*** TEXT TO READ
PMD Squashes Code Bugs

ode reviews are widely recognized as one of the most effective ways to detect bugs, performance issues, and coding errors of all sorts. And by promoting discussion and knowledge sharing, code reviews also have the rare ability to improve both the quality of your code and the skill of your developers.A code review involves presenting and discussing the code for a project. The aim is to spot potential problems and check that the software architecture and design rules are being applied correctly. Reviewers generally use a checklist of common errors and applicable coding standards and best practices to ensure that they examine the code thoroughly.

The following are the different types of code review, which vary mostly in degree of formality:

  1. A code walkthrough simply involves developers meeting to review code.
  2. Code reading is a little more formal, with reviewers independently examining a designated block of source code.
  3. Code inspection, the most formal of all code reviewing techniques, was introduced by Michel Fagan in 1976. Code inspections follow a rigorous formal process where trained participants are assigned predefined roles, such as moderator, scribe, author, and reviewer.

Code reviews can also be done individually, either in preparation for a peer review or just as part of good programming practices. Indeed, the Software Engineering Institute recommends personal code reviews as a best practice of its Personal Software Process. This involves simply reading through your code and using a review checklist to look for errors.
******
*** PROVIDED INFORMATION
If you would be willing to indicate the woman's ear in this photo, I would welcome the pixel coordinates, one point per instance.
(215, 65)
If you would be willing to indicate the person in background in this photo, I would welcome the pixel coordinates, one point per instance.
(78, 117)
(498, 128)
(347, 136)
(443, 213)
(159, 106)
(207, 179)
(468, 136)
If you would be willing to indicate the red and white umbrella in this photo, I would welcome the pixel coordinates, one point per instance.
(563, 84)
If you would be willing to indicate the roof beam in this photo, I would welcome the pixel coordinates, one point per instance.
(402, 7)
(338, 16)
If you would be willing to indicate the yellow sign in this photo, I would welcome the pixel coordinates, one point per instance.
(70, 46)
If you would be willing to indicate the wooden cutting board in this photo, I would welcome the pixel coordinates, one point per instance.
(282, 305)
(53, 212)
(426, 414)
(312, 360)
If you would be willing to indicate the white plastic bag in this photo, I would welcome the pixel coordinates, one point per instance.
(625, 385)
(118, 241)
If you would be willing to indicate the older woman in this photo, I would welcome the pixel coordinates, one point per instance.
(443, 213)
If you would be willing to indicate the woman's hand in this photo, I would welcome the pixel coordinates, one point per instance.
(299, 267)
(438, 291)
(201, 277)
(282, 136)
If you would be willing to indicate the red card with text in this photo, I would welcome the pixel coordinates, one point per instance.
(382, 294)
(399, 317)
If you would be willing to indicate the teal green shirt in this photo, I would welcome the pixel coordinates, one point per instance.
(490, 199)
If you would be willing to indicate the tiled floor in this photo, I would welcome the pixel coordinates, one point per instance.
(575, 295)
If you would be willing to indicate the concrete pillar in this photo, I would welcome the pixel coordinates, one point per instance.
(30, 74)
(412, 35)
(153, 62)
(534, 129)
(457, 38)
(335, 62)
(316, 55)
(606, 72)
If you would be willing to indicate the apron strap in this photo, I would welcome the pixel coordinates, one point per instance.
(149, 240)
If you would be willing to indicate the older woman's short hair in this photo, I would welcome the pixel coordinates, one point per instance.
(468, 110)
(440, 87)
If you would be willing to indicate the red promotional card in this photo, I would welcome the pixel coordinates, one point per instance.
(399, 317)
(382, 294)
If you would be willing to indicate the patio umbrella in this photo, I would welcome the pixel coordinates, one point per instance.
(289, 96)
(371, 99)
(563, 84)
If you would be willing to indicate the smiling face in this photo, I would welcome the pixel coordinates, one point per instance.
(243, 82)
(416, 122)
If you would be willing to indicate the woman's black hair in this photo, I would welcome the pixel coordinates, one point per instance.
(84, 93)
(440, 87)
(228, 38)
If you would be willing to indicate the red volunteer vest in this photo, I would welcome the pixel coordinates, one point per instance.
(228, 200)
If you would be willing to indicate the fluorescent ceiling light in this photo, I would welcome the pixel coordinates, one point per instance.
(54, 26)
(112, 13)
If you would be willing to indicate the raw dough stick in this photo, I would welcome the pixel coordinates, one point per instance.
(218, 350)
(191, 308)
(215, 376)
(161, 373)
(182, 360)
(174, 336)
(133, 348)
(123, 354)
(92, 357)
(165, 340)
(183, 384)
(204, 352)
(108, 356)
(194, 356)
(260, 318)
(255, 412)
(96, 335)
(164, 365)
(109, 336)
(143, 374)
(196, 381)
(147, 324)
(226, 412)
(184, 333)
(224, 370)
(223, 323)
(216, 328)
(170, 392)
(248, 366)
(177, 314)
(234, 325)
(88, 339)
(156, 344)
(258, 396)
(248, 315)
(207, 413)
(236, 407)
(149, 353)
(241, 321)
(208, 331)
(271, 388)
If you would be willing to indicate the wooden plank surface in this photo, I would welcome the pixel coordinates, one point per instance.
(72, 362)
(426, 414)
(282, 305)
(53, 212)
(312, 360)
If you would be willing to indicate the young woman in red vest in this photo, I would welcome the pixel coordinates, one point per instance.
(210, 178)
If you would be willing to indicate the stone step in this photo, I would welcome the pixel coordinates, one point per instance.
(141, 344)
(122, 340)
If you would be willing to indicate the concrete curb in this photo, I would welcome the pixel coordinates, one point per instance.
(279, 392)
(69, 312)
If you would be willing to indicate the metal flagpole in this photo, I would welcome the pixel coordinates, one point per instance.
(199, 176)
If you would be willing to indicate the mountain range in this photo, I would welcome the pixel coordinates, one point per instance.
******
■ EXERCISES ■
A) In the text on code reviews, who introduced code inspection, and in what year?
B) List every role that the text on code reviews names as a predefined role for participants in a code inspection.

■ TASK-BY-TASK ANSWERS ■
A) Michel Fagan introduced it in 1976.

B) Moderator, scribe, author, reviewer